_Data in this exercise_
• • • • •

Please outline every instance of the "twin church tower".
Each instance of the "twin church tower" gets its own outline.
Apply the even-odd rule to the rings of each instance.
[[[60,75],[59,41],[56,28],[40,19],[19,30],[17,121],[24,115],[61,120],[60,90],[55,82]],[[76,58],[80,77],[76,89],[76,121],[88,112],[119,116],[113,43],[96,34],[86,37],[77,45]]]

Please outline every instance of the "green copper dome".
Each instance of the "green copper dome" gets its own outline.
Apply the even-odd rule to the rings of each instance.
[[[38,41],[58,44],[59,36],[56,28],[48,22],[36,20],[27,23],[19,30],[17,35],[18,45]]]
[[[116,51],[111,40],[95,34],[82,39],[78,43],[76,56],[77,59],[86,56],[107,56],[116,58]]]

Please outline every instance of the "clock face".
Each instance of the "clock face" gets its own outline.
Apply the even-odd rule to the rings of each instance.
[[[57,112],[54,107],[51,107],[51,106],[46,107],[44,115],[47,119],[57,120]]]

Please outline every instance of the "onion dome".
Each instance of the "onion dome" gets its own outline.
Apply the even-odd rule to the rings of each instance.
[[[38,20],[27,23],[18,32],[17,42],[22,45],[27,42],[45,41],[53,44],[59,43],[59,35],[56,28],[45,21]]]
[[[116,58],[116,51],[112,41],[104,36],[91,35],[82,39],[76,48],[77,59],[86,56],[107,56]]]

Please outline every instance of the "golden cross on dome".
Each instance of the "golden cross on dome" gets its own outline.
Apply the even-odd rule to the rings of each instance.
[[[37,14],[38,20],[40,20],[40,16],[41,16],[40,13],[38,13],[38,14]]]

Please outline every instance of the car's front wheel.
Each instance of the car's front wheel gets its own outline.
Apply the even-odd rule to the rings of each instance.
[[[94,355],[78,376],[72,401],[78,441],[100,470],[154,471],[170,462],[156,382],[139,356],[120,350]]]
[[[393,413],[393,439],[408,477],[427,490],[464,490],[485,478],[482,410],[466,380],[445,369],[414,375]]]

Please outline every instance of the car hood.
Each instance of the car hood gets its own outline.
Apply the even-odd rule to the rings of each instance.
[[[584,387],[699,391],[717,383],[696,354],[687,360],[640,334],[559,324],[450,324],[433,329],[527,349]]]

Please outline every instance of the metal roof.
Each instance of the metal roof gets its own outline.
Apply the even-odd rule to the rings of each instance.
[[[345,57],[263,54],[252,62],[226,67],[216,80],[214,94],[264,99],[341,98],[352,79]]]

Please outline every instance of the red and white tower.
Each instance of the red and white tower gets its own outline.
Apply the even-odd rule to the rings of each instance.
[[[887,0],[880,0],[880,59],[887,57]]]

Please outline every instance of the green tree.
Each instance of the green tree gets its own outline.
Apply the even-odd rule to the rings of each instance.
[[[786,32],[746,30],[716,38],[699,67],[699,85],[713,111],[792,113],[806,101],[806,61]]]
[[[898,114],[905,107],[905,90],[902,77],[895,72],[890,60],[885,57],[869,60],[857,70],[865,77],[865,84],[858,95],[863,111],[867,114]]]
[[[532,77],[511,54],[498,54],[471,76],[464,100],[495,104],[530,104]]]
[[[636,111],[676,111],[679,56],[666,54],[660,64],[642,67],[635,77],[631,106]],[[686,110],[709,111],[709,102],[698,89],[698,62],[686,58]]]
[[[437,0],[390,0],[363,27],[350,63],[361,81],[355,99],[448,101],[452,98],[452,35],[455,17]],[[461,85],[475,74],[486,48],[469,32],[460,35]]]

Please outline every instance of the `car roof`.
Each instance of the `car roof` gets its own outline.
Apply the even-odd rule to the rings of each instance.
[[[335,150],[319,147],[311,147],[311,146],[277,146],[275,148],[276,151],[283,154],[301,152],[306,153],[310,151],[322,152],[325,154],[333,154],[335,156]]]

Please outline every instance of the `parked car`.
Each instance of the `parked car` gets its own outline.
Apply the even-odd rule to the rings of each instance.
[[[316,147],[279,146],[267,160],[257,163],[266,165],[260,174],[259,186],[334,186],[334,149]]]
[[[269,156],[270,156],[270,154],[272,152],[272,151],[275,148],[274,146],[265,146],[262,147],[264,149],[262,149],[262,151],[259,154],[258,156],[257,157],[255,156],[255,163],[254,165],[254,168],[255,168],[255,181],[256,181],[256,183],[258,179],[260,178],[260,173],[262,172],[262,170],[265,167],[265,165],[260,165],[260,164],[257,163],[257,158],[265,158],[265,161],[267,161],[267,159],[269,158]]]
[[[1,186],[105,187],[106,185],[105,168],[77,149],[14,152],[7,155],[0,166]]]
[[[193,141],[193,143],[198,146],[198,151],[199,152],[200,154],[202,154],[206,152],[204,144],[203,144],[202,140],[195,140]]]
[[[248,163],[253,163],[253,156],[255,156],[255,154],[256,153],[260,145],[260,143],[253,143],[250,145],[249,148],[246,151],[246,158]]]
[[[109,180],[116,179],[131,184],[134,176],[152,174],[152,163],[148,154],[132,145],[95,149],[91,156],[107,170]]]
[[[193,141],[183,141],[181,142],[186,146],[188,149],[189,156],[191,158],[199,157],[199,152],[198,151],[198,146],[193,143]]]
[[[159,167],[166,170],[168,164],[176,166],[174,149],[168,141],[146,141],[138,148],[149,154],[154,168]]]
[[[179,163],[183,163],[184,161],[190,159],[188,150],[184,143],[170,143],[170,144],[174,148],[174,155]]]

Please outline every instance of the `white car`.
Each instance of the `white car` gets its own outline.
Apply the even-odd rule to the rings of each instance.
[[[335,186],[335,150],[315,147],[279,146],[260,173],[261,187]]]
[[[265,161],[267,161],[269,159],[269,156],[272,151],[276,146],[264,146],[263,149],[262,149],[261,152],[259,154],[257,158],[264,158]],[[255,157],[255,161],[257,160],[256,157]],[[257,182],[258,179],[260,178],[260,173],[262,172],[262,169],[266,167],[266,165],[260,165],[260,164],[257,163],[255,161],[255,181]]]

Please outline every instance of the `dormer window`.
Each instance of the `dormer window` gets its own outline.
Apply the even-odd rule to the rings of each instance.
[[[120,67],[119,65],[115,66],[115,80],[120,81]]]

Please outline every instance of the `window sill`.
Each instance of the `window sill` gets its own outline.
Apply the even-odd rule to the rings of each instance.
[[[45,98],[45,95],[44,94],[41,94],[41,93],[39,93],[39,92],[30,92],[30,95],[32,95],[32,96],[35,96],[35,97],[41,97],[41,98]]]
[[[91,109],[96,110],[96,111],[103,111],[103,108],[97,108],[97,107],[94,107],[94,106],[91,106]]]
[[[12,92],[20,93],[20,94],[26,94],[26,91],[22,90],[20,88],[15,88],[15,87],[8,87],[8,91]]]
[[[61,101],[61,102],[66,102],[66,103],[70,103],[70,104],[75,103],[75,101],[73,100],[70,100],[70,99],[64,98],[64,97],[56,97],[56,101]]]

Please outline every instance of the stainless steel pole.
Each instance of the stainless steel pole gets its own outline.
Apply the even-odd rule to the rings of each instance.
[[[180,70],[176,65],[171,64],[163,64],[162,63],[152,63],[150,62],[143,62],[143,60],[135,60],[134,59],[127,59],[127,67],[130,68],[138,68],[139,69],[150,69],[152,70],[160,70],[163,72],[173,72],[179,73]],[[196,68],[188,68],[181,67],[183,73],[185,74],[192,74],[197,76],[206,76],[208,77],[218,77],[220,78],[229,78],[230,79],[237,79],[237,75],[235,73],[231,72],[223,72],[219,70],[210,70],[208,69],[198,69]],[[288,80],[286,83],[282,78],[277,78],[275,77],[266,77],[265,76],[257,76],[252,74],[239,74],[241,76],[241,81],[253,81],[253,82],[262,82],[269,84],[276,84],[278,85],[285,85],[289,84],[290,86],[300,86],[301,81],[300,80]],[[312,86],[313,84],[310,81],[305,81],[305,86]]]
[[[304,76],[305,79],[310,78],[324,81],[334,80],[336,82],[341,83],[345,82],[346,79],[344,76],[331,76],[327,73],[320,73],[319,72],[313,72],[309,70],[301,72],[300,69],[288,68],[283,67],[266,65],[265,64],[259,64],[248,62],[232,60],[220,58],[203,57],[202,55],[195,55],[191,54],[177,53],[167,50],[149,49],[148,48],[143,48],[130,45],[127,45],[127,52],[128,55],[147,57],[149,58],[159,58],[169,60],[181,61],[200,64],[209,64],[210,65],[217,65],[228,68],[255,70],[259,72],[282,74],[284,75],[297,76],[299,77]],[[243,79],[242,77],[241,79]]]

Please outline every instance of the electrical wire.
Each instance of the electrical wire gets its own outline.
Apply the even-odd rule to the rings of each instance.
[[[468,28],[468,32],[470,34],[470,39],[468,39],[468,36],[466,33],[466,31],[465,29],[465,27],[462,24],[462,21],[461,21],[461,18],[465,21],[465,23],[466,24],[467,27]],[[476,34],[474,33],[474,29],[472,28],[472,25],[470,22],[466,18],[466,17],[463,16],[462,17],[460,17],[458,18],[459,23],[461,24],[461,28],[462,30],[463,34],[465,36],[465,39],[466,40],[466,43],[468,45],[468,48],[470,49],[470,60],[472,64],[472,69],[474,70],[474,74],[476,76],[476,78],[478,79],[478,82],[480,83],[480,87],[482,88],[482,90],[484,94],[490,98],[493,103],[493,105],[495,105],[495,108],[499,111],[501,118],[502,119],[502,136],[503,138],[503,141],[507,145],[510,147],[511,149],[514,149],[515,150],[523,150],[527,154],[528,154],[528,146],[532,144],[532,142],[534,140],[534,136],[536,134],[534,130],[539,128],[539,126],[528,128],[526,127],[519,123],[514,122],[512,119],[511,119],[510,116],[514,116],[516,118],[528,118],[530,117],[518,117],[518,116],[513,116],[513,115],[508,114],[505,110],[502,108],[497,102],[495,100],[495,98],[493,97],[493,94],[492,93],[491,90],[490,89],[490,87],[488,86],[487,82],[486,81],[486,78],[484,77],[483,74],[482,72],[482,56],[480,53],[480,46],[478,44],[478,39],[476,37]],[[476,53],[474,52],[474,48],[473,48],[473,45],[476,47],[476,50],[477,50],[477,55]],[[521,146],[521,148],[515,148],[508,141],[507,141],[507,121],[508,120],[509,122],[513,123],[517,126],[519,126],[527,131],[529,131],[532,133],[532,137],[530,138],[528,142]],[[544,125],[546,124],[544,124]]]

• • • • •

_Task to complete_
Reproduce verbatim the lines of the records between the line holding "Please outline every instance of the red" and the line holding "[[[887,0],[880,0],[880,59],[887,57]]]", inclusive.

_Result for this exercise_
Please outline every instance of the red and white tower.
Each instance of the red and white tower gets its own outline.
Apply the even-odd rule to the rings of each instance.
[[[887,0],[880,0],[880,59],[887,57]]]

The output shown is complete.